La mise en application de la réglementation devrait être fondée sur les principes de « réglementation réactive », c'est-à-dire que les mesures d’inspection et de mise en application devraient être modulées en fonction du profil et du comportement de chaque entreprise.
Boîte à outils de l’OCDE sur le contrôle et la mise en œuvre de la réglementation
Critère 4. Réactivité de la réglementation
Principales questions :
Les textes applicables autorisent-ils une mise en application différenciée (réactive) et offrent-ils une marge d’appréciation adaptée (pouvoir discrétionnaire reconnu, mais dans certaines limites, et avec une redevabilité) ?
La gradation des sanctions pouvant être infligées est-elle suffisante pour assurer une dissuasion crédible grâce à une montée en puissance des sanctions (sanctions suffisamment « légères » pour être utilisées quand c’est nécessaire, suffisamment « lourdes » pour contrebalancer les avantages d’un non-respect des règles) ?
Existe-t-il une distinction claire, mais aussi une bonne articulation, entre les activités réglementaires visant à favoriser le respect des règles (y compris, quand c’est nécessaire, par l’exercice de pouvoirs de mise en application) et les activités répressives axées sur la lutte contre les infractions pénales (menées par la police, le Parquet, etc.) ?

——————

• [ÉNONCÉ 1] D'après l'extrait sur la réactivité de la réglementation, pourquoi les sanctions doivent-elles être à la fois suffisamment « légères » et suffisamment « lourdes » ? Répondez en une à trois phrases.
Les entrées qui suivent ne sont pas liées à l'extrait.

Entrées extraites
——————

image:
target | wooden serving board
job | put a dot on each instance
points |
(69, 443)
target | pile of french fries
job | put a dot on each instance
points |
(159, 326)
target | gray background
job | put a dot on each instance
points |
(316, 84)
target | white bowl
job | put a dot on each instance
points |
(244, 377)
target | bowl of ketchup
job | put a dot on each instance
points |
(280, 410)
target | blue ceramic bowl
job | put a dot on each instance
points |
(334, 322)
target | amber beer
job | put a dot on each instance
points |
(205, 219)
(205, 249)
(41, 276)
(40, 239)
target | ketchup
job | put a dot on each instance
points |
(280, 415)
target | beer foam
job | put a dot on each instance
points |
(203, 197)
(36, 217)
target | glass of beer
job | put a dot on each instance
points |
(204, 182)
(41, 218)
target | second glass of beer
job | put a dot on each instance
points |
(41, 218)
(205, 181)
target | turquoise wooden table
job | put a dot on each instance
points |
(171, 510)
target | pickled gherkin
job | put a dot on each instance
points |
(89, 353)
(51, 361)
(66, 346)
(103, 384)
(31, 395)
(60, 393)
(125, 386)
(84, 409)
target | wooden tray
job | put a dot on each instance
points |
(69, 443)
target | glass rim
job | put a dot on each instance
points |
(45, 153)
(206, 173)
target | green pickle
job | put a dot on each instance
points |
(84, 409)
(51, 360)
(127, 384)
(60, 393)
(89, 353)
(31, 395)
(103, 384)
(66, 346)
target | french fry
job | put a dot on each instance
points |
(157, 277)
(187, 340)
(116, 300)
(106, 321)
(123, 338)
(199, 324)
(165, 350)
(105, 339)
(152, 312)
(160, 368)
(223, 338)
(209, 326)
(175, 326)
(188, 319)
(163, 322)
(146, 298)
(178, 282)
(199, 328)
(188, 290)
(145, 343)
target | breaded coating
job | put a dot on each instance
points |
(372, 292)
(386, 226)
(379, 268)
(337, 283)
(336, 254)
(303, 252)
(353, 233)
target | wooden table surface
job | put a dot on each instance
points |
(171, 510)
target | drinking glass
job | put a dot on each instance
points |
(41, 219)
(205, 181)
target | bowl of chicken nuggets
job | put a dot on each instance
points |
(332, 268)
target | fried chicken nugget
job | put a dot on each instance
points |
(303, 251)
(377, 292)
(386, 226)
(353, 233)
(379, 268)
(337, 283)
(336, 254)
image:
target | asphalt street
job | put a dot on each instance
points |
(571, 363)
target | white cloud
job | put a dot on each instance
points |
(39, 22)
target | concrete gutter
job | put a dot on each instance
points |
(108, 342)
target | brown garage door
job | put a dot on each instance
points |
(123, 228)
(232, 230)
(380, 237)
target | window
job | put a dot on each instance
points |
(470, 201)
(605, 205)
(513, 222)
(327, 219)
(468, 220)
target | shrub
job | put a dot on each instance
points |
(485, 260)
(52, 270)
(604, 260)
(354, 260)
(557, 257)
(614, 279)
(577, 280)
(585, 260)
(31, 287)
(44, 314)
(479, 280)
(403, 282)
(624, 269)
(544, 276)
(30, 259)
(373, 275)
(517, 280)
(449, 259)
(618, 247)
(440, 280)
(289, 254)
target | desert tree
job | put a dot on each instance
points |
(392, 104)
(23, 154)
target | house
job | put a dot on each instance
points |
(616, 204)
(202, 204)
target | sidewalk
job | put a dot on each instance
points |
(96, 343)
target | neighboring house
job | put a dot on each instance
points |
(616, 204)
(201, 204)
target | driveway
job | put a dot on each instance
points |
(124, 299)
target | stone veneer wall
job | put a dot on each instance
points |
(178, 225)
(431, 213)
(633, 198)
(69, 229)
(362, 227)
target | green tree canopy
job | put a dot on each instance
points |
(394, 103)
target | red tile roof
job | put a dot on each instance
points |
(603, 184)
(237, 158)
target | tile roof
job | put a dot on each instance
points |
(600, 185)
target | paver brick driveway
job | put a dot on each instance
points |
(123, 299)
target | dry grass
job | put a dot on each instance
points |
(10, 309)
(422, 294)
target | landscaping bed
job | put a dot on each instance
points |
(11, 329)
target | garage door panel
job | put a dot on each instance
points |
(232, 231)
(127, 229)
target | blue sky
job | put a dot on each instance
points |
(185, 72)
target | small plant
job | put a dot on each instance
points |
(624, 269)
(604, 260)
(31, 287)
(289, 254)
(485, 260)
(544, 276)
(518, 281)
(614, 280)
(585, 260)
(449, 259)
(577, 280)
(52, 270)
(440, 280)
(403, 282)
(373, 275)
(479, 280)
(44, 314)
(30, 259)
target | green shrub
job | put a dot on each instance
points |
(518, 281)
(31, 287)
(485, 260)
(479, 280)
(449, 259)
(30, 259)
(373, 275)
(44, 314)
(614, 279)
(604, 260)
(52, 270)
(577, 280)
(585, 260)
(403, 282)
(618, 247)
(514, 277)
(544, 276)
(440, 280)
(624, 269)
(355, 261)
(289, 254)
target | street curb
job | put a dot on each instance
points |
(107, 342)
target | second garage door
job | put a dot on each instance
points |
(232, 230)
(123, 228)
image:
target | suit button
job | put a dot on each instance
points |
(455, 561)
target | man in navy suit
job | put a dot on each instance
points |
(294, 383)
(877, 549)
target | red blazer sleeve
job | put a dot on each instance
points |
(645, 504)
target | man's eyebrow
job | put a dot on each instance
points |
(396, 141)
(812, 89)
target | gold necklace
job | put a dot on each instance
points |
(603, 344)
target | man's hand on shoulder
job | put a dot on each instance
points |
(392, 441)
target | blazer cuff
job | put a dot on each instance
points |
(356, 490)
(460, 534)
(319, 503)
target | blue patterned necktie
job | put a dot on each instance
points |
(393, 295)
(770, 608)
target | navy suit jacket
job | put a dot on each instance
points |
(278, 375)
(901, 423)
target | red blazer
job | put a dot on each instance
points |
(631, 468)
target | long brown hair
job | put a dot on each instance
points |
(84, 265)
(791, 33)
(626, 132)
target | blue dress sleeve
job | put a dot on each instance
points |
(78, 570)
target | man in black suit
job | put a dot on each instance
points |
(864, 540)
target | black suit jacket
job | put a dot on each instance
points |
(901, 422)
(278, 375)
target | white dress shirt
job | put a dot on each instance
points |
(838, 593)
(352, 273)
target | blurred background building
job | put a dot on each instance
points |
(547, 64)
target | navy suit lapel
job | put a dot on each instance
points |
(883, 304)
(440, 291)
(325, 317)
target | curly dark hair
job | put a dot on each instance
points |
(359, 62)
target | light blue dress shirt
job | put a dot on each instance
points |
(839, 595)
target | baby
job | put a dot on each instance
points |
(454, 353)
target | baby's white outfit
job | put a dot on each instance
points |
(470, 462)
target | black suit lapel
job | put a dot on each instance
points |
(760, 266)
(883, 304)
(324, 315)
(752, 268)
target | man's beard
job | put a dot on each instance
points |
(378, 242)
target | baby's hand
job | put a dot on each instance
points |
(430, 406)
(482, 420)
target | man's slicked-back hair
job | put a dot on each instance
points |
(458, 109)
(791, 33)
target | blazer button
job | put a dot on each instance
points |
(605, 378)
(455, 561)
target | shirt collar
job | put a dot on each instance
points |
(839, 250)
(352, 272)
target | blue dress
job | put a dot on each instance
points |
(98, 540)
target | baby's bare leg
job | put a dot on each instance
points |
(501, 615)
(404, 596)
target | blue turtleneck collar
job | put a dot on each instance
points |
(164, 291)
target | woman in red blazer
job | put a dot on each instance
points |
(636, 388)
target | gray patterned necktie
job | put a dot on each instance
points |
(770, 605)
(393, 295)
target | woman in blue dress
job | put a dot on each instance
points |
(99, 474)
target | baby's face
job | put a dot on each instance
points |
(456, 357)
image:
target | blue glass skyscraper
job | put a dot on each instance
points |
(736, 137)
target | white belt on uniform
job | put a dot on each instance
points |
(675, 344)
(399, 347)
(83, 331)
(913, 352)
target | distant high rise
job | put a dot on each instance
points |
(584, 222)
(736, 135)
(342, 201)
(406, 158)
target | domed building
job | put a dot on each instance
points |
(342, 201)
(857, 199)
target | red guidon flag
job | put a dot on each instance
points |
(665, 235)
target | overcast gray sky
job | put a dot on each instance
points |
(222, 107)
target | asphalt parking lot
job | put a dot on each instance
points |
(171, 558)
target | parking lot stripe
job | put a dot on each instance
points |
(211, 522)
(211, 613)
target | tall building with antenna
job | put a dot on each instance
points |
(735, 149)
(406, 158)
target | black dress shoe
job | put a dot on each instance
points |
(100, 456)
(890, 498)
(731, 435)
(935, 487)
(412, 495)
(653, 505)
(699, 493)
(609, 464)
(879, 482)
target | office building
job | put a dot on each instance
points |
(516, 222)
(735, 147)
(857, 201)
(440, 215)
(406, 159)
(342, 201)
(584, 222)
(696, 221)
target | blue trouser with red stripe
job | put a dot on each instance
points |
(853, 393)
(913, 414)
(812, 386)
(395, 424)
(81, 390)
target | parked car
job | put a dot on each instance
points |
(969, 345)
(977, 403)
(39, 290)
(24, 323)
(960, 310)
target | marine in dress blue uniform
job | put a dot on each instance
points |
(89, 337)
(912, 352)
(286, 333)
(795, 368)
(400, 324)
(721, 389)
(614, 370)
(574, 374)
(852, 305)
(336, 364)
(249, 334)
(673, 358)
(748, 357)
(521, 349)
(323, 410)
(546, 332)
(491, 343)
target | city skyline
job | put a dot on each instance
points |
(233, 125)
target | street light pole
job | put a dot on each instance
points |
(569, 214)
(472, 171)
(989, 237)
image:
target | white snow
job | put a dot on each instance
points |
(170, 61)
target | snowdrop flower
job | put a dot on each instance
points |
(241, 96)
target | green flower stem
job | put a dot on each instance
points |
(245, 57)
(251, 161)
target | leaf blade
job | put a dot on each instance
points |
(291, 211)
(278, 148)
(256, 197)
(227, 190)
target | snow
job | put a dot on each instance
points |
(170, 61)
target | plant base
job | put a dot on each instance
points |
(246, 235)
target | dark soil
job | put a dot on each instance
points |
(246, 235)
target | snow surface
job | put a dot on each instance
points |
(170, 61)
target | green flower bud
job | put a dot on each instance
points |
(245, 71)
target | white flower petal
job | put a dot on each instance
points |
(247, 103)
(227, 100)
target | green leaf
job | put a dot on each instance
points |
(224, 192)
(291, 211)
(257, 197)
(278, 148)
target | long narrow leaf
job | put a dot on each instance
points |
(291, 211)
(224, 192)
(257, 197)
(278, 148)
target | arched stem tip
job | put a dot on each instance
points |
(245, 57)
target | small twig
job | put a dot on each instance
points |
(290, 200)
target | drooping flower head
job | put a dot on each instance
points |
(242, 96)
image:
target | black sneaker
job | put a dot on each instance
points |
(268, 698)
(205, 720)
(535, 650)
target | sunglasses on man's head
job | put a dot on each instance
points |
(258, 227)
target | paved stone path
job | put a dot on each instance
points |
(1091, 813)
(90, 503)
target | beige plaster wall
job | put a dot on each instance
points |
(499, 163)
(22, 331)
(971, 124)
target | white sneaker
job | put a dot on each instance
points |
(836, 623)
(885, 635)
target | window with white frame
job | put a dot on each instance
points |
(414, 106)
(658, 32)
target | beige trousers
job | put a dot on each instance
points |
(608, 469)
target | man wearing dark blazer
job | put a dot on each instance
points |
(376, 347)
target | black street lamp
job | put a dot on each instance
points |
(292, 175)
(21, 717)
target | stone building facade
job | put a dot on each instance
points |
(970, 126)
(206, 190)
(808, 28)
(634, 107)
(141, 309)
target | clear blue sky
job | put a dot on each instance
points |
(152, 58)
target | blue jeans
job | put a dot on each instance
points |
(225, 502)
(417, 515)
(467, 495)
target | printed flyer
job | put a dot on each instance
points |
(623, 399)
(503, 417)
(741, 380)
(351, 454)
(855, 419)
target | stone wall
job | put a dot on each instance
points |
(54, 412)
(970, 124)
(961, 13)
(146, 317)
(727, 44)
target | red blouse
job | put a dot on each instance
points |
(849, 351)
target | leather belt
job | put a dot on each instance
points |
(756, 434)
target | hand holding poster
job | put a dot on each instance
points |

——————

• [ÉNONCÉ 2] Dénombrez les lignes des entrées contenant la chaîne « hand », en respectant la casse. Donnez seulement ce nombre.

• [CORRIGÉ 1] Les sanctions doivent être assez « légères » pour pouvoir être utilisées quand c'est nécessaire. Elles doivent aussi être assez « lourdes » pour contrebalancer les avantages d'un non-respect des règles. Cette gradation permet une montée en puissance des sanctions, qui assure une dissuasion crédible.

• [CORRIGÉ 2] 3